THE EXERCISE
Collect every line in the records below that contains the word "green", and note that case counts.
***
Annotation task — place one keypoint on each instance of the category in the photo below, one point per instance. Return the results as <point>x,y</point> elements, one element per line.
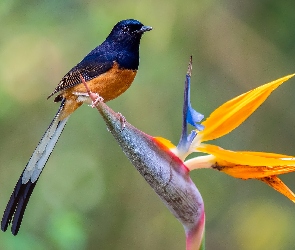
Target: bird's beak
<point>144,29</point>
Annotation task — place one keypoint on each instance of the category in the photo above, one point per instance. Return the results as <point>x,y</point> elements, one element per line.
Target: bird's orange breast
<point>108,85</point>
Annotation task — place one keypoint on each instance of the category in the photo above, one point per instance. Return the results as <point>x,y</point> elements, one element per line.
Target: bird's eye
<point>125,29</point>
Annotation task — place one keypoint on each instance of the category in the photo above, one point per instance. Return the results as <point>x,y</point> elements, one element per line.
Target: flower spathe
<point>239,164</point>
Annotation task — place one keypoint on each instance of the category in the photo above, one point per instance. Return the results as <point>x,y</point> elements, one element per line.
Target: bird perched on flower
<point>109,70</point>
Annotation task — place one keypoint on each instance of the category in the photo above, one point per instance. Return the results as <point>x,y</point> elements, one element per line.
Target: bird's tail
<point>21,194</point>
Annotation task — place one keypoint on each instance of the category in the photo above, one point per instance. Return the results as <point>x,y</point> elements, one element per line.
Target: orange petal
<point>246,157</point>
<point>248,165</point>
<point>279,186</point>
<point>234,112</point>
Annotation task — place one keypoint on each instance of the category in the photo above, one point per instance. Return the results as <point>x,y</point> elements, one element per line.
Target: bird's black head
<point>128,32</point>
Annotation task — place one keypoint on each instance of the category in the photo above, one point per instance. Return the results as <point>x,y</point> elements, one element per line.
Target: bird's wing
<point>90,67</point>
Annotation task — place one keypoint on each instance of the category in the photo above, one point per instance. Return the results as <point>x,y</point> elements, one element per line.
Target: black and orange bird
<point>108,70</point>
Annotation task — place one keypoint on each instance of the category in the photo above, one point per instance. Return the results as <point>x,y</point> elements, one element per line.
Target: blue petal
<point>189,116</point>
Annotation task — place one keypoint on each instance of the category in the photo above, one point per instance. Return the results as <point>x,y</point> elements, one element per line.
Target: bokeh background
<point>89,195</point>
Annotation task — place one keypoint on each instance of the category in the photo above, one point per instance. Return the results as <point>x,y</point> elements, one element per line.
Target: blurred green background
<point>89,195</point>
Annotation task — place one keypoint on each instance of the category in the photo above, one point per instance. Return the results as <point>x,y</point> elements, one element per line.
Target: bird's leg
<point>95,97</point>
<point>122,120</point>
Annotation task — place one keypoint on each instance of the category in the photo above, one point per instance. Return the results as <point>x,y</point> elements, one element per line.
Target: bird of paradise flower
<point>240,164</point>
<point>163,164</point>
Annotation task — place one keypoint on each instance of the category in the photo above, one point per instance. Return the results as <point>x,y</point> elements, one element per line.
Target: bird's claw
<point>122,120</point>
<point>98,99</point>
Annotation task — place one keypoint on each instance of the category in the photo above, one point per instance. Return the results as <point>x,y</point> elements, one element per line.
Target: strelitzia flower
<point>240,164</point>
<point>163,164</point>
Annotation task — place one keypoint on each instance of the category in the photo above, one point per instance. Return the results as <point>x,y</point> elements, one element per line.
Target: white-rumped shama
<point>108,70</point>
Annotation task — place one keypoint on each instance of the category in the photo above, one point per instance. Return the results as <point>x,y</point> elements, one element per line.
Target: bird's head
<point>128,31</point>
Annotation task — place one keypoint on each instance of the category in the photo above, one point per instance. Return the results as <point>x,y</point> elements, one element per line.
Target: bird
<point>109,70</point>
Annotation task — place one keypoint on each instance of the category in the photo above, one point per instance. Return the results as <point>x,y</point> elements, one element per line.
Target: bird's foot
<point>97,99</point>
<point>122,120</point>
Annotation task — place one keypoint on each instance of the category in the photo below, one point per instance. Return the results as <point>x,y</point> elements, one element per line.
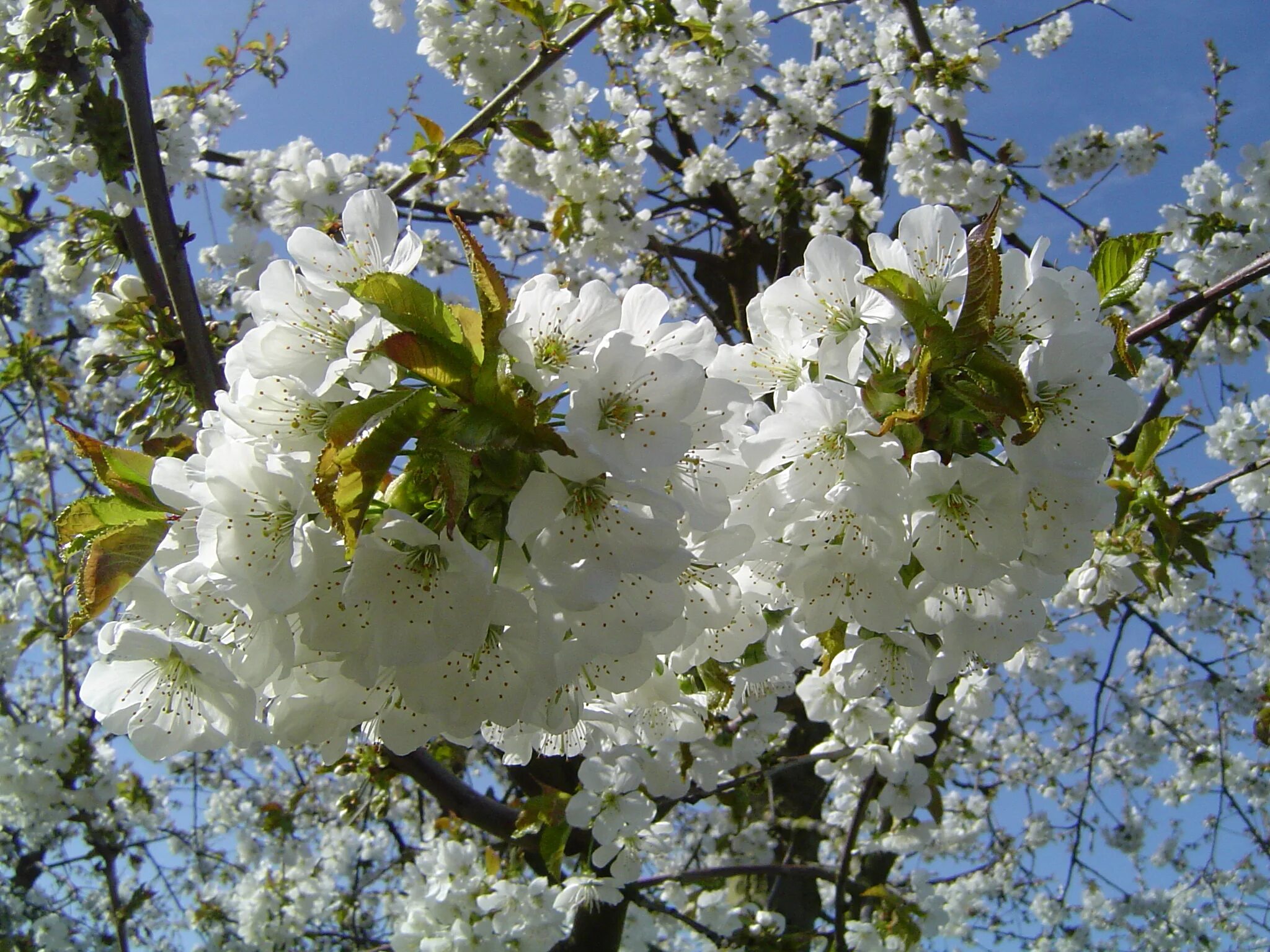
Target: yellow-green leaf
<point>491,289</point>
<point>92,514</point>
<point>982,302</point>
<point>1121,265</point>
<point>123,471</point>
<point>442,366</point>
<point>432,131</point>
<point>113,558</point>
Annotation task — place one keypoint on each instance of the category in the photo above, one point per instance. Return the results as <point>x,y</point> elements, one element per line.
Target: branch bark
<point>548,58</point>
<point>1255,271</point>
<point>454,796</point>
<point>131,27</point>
***
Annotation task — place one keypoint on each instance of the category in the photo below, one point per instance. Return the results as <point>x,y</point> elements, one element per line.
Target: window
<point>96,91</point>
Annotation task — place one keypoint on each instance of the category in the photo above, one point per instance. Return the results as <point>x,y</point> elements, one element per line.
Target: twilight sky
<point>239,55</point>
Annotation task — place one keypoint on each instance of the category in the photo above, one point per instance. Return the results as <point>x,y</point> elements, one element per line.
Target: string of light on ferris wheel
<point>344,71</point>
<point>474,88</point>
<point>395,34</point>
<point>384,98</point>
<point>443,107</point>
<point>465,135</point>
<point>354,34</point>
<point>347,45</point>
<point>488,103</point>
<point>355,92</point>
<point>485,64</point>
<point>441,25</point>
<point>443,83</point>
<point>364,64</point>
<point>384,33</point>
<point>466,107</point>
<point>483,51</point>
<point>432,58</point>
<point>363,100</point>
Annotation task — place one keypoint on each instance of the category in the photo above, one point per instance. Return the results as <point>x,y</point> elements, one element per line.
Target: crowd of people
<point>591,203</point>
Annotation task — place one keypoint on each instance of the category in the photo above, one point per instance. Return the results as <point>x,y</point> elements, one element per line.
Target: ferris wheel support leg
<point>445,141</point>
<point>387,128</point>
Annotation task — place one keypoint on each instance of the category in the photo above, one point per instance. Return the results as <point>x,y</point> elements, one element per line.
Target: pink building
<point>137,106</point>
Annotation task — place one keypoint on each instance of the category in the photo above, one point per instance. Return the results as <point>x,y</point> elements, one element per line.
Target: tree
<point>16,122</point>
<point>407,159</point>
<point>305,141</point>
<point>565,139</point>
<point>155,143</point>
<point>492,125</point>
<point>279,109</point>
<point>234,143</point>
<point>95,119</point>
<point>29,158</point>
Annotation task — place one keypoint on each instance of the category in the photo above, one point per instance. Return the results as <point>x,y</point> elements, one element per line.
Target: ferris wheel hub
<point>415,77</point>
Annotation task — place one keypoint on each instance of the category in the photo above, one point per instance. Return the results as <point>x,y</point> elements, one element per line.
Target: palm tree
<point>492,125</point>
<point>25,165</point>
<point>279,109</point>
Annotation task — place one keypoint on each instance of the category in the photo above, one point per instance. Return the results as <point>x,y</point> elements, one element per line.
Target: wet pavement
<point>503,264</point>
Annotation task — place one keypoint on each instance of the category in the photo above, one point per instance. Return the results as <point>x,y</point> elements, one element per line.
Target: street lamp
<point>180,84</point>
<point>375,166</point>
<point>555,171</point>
***
RESULT OF THE TASK
Target: blurred green background
Target: yellow-green leaf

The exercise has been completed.